## Text

We did not observe a contribution of the
TLR9 C > T (rs352140) polymorphism to the risk of SLE in a Polish population. Recent studies conducted by Huang et al. (2011) suggested that the TLR9 −1486 T/C (rs187084) polymorphism, located in the LD block with rs352140, is related to SLE in Taiwanese patients. [
22]. In addition to this finding, Xu et al. [
23] demonstrated a significant association of rs352140 gene variants with the susceptibility to SLE in a Chinese population. Additionally, the TLR9 G allele at position +1174 of TLR9 (rs352139) conferred an increased risk for SLE in a Japanese population [
24]. The contributions of rs5743836 to SLE have been observed in individuals of European descent from Southern Brazil; however, this was not confirmed in Caucasian American individuals [
25,
32].
TLR9 polymorphisms were not significantly associated with the susceptibility to SLE and related phenotypes in Korean patients with SLE [
26]. Furthermore, Zhou et al. [
27] did not find a significant contribution of the rs352140 polymorphism to SLE development in a Chinese Han population.
In our study, the
TRL9 T/T and T/C genotypes exhibited a significantly increased risk of developing renal disease in patients with SLE. The significant association between the rs352140 gene variant and lupus nephritis was also observed in a Chinese Han population [
27]. We also observed that the
TRL9 T/T and T/C genotypes were significantly associated with immunologic disorders and the presence of anti-dsDNA Ab in patients with SLE. To date, an increased frequency of the
TRL9 rs5743836 C allele has been observed in patients of European descent from Southern Brazil bearing the Anti-SSa/Ro Ab [
25].

## Provided data
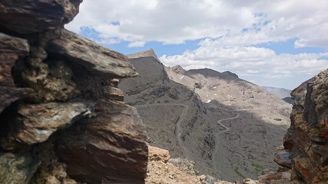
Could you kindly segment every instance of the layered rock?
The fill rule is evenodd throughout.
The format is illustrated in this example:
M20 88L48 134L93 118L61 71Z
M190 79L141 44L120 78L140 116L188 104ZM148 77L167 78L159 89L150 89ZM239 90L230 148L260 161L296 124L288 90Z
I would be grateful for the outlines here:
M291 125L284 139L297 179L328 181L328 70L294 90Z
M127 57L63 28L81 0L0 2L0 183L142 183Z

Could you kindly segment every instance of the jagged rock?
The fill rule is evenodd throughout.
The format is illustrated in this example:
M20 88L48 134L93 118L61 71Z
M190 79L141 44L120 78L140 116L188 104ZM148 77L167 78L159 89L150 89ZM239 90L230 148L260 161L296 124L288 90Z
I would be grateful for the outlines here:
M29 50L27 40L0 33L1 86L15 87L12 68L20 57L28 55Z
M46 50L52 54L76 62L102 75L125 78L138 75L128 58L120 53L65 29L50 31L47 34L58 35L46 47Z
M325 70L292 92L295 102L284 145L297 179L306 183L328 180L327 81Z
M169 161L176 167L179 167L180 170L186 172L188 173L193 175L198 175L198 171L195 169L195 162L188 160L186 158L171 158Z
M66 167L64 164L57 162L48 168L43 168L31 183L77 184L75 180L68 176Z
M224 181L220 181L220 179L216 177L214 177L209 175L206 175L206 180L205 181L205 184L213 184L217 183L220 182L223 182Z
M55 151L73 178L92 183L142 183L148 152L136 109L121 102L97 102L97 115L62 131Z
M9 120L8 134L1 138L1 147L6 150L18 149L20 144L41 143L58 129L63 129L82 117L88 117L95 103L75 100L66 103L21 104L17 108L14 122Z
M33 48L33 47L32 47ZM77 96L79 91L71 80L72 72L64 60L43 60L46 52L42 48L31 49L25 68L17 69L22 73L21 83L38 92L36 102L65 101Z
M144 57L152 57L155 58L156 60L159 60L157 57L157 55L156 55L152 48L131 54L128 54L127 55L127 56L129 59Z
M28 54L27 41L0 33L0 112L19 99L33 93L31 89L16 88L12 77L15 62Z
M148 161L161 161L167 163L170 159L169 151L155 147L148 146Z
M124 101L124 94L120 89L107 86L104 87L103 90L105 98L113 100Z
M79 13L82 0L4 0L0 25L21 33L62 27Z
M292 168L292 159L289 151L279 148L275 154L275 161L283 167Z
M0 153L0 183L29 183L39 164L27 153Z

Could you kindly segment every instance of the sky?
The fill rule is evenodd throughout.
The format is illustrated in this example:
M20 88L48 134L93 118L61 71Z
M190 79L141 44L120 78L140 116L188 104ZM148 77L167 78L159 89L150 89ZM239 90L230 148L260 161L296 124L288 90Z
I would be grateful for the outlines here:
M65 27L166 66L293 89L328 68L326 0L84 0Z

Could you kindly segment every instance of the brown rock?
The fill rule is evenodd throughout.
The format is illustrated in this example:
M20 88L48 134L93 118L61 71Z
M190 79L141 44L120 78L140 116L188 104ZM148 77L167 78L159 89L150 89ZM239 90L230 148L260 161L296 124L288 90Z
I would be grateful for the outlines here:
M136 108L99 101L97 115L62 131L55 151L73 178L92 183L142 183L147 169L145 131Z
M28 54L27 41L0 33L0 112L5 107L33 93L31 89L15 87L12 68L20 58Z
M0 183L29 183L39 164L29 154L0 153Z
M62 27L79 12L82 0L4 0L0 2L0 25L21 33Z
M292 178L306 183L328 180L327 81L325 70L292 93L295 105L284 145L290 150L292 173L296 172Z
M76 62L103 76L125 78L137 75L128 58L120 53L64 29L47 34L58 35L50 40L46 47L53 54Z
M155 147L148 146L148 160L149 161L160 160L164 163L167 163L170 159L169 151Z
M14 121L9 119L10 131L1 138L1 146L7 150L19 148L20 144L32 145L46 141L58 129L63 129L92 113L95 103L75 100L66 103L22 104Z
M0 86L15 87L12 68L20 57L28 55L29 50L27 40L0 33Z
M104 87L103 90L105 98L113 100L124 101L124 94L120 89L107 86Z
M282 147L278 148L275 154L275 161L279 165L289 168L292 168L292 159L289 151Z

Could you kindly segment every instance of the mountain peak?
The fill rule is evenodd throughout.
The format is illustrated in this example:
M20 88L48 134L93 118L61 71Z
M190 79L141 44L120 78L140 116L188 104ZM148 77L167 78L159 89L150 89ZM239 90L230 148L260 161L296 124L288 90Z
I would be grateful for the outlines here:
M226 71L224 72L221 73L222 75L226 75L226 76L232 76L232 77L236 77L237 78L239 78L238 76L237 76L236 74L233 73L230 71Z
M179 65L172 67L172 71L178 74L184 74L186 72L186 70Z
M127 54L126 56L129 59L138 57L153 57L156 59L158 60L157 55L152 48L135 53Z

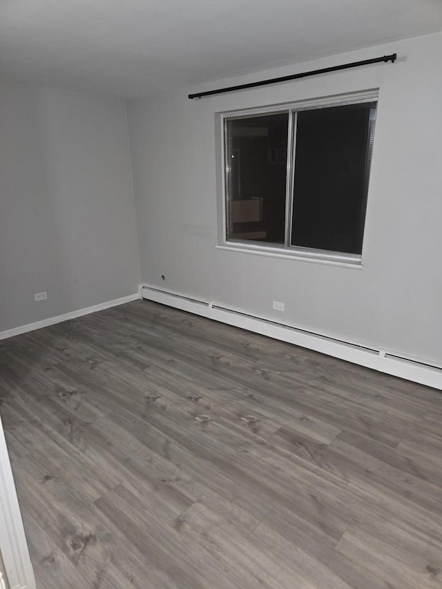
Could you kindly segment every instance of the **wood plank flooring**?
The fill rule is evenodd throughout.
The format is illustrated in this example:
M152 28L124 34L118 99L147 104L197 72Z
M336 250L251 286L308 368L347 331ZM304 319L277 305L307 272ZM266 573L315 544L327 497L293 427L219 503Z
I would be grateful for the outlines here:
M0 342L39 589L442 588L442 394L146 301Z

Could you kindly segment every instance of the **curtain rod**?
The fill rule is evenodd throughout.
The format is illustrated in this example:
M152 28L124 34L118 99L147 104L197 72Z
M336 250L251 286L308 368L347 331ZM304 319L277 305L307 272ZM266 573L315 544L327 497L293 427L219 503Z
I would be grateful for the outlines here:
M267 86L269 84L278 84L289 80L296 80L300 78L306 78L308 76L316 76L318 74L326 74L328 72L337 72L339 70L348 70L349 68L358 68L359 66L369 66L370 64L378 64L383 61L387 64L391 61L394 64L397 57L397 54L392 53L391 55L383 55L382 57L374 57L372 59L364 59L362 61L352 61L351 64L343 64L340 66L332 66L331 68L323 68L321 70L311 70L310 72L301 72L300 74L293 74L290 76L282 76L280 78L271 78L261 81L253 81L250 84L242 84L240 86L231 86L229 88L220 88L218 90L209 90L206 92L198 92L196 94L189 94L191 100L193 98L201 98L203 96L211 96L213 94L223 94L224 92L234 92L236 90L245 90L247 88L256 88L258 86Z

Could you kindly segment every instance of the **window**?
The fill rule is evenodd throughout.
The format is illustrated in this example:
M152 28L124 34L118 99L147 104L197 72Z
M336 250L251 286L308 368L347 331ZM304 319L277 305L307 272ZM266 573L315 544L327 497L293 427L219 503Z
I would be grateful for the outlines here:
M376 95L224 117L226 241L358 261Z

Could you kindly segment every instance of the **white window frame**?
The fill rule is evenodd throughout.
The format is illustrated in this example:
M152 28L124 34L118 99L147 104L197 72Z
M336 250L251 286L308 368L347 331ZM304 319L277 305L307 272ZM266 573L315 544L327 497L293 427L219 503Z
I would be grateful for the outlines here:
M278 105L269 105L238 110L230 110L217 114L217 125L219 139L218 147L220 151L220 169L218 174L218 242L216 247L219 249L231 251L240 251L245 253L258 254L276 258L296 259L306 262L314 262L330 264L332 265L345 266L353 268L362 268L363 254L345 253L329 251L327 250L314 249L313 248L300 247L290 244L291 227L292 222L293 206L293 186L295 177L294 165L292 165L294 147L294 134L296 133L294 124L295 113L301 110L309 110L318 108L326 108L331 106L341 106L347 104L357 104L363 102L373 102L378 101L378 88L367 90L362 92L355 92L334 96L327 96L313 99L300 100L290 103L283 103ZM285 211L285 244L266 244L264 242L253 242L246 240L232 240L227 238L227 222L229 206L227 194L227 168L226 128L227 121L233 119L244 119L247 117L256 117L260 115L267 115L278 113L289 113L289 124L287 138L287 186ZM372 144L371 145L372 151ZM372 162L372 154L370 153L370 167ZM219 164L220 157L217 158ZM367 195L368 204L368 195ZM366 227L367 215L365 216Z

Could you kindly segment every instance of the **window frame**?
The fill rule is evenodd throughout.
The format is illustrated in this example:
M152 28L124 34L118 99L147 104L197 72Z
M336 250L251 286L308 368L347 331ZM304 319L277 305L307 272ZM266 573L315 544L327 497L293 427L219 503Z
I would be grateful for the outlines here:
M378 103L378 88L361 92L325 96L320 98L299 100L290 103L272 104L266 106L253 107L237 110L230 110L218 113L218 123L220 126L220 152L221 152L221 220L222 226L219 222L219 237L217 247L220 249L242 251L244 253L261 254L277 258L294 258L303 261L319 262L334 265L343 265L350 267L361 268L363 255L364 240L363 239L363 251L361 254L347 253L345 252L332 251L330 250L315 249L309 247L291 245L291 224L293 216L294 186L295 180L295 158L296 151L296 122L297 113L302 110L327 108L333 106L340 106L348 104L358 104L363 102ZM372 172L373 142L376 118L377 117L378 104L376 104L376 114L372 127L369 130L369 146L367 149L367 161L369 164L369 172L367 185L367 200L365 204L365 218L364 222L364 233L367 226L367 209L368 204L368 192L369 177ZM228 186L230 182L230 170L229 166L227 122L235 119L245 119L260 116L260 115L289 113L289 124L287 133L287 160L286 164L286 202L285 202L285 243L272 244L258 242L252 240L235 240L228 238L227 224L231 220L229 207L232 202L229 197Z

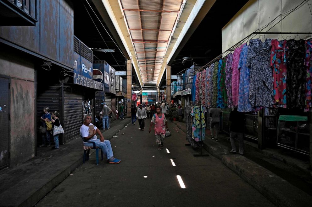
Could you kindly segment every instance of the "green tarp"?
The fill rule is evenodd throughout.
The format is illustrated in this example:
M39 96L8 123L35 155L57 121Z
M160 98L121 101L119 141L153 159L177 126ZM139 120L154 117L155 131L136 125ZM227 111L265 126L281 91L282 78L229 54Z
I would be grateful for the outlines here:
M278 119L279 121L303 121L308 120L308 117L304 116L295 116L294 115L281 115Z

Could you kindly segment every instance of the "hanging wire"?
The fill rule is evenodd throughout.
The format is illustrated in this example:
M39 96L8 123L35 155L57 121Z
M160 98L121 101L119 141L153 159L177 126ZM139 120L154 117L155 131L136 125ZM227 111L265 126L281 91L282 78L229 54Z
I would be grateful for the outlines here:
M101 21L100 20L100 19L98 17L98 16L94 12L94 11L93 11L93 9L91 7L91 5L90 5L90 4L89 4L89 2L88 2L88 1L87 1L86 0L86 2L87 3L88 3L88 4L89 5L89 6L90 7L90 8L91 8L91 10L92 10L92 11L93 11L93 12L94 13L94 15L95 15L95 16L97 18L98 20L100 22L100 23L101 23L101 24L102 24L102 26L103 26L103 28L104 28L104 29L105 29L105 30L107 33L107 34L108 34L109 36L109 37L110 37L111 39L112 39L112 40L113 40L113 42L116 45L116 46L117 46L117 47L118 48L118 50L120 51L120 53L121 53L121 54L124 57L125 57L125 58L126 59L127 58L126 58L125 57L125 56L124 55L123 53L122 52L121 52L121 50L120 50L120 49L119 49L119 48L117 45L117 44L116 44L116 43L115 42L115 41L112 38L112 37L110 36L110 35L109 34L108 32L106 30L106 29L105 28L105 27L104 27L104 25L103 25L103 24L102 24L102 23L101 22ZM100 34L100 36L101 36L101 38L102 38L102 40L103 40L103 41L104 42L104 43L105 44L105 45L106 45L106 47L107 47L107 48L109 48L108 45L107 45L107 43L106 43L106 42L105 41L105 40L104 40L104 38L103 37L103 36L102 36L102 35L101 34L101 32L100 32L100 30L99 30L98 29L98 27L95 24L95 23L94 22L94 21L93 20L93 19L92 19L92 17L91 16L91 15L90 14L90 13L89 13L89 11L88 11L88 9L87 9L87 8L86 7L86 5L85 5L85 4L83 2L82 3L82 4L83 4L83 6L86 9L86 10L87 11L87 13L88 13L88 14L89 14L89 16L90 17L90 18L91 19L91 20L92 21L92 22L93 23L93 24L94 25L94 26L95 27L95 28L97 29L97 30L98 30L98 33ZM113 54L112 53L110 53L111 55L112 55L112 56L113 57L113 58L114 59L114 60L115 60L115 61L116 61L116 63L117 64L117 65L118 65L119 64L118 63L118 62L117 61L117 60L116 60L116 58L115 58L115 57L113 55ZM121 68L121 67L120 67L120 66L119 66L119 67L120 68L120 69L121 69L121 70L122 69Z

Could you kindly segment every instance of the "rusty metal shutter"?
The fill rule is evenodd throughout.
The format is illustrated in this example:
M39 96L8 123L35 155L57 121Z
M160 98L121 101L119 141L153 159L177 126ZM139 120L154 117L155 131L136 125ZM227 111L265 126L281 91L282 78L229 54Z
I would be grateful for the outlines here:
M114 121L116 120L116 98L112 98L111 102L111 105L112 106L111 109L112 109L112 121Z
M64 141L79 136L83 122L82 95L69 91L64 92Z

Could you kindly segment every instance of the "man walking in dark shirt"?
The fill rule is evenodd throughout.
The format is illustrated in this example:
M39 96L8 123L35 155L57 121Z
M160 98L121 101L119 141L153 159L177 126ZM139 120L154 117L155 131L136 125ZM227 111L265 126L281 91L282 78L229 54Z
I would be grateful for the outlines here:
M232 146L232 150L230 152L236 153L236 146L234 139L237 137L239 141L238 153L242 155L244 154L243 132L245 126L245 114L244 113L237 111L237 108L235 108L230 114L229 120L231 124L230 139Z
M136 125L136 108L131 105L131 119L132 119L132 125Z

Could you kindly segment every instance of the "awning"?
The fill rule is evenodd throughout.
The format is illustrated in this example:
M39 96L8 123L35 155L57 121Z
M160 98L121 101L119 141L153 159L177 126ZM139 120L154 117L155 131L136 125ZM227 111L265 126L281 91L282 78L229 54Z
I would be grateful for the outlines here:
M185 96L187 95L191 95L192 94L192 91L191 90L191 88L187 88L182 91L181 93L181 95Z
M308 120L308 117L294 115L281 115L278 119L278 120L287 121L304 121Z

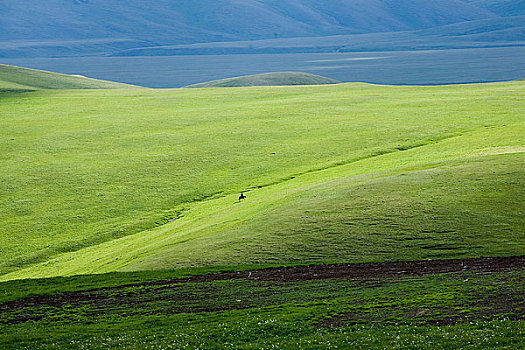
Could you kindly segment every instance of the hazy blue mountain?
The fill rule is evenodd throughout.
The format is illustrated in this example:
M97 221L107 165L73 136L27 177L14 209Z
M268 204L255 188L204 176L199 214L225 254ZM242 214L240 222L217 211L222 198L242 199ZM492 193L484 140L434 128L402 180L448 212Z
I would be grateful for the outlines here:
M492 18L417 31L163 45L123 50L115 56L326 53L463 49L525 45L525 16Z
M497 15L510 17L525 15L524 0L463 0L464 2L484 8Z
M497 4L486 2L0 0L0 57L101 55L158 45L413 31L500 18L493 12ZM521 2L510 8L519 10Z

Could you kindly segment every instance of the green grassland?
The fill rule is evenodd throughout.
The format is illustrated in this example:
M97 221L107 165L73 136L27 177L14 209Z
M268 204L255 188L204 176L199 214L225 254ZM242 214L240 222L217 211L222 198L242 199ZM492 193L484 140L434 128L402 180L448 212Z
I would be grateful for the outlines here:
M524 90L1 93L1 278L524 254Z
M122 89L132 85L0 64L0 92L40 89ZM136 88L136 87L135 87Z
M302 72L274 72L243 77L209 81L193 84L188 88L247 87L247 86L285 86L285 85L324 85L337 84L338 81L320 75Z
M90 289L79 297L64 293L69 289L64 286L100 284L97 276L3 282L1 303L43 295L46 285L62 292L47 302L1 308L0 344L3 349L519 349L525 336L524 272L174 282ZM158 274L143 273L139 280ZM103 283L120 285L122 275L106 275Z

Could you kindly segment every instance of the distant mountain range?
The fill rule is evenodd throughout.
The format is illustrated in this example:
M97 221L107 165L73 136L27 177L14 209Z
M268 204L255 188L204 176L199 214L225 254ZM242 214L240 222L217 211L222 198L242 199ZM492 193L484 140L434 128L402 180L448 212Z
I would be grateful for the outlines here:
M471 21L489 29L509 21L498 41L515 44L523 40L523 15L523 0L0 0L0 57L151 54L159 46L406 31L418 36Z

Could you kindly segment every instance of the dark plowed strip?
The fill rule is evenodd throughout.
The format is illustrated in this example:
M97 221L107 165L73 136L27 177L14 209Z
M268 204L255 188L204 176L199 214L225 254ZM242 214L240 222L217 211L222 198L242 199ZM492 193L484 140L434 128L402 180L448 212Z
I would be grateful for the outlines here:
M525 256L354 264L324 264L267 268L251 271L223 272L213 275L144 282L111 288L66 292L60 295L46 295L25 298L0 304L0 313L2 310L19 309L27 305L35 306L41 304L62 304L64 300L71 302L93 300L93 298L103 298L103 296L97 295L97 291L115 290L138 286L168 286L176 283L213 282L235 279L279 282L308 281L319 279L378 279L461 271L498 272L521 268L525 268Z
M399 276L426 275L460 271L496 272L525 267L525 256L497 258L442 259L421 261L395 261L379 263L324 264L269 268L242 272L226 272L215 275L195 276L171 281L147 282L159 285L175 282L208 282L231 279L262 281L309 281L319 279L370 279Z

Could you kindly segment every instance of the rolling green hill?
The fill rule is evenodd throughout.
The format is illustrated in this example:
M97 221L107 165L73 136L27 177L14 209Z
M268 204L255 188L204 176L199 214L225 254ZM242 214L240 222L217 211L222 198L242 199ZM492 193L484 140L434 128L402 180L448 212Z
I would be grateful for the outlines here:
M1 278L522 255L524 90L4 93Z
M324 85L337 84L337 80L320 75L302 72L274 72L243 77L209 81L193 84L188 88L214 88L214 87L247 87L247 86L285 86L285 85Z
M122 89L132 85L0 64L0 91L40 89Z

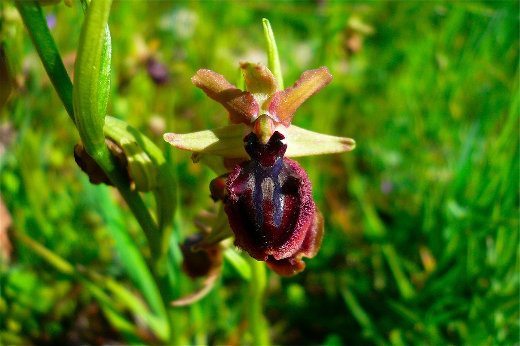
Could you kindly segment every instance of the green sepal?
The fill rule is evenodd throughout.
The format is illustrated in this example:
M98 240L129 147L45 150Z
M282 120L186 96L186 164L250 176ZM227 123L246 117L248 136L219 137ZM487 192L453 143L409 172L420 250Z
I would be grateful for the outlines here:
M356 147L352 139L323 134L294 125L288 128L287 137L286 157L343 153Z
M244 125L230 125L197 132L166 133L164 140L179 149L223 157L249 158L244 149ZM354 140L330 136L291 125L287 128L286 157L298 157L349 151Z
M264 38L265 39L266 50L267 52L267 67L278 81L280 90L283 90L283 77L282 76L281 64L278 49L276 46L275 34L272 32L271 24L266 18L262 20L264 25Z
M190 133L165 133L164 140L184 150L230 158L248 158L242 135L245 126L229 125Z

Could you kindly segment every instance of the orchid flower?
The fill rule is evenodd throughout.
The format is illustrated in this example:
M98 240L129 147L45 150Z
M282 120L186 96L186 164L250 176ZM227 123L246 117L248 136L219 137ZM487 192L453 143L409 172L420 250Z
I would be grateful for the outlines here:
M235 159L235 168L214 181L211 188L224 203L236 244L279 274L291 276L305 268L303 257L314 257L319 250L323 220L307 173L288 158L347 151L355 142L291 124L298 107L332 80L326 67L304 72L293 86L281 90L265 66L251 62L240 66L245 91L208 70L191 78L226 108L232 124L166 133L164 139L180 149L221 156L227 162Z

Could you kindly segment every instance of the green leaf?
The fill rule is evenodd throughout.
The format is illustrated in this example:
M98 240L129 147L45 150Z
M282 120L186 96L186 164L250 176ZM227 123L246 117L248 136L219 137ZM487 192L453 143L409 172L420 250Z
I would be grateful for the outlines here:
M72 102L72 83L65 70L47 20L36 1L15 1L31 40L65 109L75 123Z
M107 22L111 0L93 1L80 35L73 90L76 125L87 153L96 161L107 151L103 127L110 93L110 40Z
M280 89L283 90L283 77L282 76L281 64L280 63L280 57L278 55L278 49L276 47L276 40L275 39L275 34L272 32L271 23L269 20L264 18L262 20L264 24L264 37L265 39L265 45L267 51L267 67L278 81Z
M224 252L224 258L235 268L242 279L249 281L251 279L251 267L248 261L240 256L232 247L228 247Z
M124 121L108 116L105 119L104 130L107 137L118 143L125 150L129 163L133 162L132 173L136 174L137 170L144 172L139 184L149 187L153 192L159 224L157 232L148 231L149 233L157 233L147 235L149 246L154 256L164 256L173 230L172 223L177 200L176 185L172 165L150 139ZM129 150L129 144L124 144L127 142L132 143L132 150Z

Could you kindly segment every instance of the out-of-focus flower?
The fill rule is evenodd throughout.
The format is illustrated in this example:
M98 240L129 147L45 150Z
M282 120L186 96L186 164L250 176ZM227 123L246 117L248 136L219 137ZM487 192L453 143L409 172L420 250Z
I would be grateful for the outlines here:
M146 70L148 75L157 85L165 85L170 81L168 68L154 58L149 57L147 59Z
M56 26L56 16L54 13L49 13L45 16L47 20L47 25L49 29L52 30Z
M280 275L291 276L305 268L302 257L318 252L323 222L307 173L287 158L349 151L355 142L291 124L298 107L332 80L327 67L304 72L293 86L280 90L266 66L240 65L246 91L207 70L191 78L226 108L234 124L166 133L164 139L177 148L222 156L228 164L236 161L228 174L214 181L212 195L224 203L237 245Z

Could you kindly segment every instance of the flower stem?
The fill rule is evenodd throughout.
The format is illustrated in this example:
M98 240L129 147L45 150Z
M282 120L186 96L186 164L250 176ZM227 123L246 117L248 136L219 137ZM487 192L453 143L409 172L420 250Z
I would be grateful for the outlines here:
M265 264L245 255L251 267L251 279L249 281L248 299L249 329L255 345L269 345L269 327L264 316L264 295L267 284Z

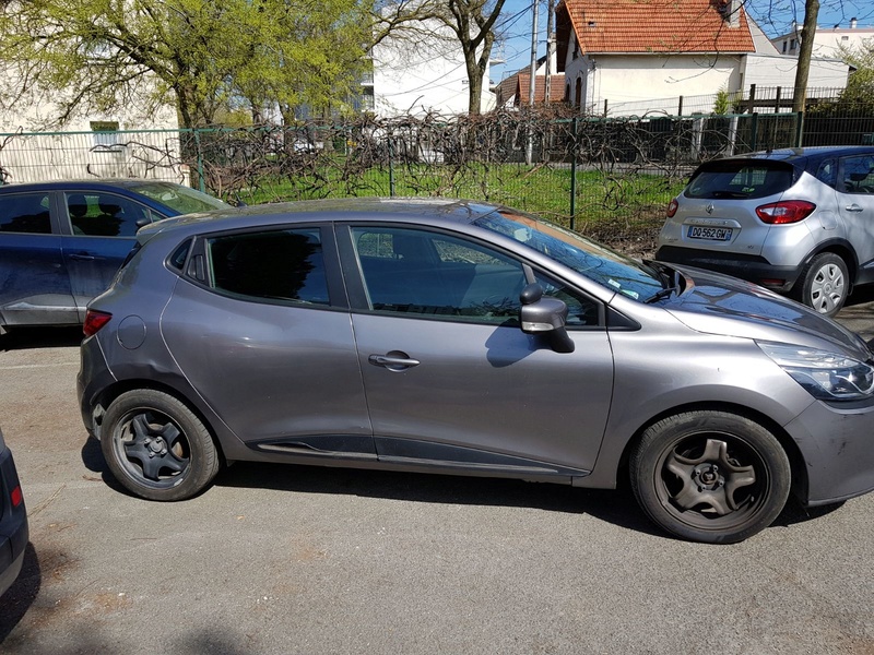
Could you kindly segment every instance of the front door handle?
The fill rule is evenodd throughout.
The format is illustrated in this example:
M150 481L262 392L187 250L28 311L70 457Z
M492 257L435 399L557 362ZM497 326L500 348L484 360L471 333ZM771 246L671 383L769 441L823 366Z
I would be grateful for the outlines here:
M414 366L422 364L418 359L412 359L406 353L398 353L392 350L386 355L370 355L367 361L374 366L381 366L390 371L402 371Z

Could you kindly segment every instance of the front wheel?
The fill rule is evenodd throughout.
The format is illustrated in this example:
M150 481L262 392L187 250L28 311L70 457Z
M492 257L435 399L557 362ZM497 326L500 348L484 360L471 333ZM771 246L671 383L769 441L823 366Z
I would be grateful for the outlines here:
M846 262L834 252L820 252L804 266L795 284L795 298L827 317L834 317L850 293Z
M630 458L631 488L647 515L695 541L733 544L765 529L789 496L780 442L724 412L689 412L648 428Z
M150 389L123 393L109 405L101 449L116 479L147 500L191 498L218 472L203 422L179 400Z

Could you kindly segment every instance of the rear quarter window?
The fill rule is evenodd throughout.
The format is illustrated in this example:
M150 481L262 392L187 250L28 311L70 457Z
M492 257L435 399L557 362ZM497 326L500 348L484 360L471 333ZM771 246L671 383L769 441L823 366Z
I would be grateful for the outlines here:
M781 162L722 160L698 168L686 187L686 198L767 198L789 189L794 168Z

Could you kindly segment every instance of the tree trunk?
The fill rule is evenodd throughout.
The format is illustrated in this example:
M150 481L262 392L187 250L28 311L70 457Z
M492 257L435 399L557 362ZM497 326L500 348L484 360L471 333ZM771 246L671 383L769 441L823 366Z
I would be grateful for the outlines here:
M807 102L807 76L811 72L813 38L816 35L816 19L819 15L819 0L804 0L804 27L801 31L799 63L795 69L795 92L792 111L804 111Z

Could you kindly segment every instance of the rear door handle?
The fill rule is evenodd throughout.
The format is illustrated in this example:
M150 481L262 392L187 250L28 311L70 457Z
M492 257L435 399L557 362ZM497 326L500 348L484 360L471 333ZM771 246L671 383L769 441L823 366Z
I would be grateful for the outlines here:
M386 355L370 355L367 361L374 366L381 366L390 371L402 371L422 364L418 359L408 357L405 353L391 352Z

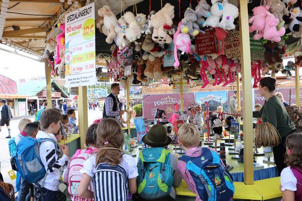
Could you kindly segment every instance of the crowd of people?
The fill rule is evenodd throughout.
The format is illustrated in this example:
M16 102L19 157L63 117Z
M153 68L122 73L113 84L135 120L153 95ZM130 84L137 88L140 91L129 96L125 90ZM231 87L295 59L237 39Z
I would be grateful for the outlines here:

## Activities
a. In the text on TLR9 polymorphisms, in which population did Xu et al. find a significant association between rs352140 gene variants and susceptibility to SLE?
b. Decide whether each statement agrees with the text on TLR9 polymorphisms, answering yes or no and quoting the deciding words. (i) The TLR9 C > T (rs352140) polymorphism contributed to the risk of SLE in the Polish population studied. (ii) The TLR9 G allele at position +1174 conferred an increased risk for SLE in a Japanese population. (iii) The contribution of rs5743836 to SLE was confirmed in Caucasian American individuals.
c. Reproduce the part of the text on TLR9 polymorphisms starting with "TLR9 polymorphisms were" and going on through "Chinese Han population.".

## Solutions in order
a. In a Chinese population.

b.
(i) No: "We did not observe a contribution of the TLR9 C > T (rs352140) polymorphism to the risk of SLE in a Polish population."
(ii) Yes: "the TLR9 G allele at position +1174 of TLR9 (rs352139) conferred an increased risk for SLE in a Japanese population"
(iii) No: "however, this was not confirmed in Caucasian American individuals"

c.
TLR9 polymorphisms were not significantly associated with the susceptibility to SLE and related phenotypes in Korean patients with SLE [
26]. Furthermore, Zhou et al. [
27] did not find a significant contribution of the rs352140 polymorphism to SLE development in a Chinese Han population.